◆ PROBLEM DESCRIPTION: Pull out every line of the items below that contains the string "bbox", treating uppercase and lowercase as different.

◆ SUPPLIED DATA:
▬▬▬▬▬▬▬▬▬▬
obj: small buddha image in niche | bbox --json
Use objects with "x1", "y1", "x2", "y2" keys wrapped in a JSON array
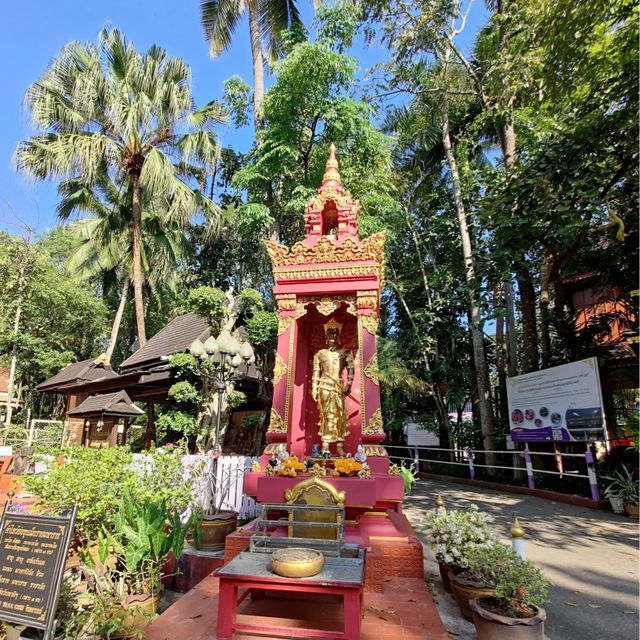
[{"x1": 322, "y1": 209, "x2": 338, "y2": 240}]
▬▬▬▬▬▬▬▬▬▬
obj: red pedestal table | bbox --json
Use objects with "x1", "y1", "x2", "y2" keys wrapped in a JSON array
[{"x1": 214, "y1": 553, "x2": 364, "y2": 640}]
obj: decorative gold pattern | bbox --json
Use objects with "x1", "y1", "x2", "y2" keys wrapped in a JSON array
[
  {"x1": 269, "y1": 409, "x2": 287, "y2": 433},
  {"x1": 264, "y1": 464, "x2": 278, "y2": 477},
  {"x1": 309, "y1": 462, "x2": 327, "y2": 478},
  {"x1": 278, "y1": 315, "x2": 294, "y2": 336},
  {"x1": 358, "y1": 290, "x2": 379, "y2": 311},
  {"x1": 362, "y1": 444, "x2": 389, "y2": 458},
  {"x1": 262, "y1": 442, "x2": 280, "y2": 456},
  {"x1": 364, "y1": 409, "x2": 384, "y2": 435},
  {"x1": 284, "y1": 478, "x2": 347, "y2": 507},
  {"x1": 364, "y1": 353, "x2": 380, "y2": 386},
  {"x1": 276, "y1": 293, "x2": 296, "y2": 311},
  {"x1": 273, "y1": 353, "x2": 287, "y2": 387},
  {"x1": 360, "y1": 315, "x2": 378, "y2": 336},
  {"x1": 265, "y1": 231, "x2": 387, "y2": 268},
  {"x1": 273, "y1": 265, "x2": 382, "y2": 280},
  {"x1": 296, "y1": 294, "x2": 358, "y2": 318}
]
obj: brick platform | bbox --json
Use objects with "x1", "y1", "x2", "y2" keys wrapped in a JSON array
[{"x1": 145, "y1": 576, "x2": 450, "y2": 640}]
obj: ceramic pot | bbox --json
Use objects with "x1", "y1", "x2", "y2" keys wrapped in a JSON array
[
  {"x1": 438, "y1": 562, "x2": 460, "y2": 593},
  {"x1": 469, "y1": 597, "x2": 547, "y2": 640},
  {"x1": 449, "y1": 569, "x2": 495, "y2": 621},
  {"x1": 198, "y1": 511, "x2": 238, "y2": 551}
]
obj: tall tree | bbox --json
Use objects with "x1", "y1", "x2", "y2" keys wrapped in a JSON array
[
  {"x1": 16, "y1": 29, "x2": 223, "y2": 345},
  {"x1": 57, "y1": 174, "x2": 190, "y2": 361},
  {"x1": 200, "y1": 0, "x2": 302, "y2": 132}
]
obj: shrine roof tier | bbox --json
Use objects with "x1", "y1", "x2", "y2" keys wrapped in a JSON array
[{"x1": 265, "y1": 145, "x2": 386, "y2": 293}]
▬▬▬▬▬▬▬▬▬▬
◆ THE ANSWER:
obj: small buddha image in niche | bbox --json
obj: red pedestal table | bbox --json
obj: decorative gold pattern | bbox --json
obj: brick platform | bbox --json
obj: ceramic pot | bbox --json
obj: tall tree | bbox --json
obj: shrine roof tier | bbox --json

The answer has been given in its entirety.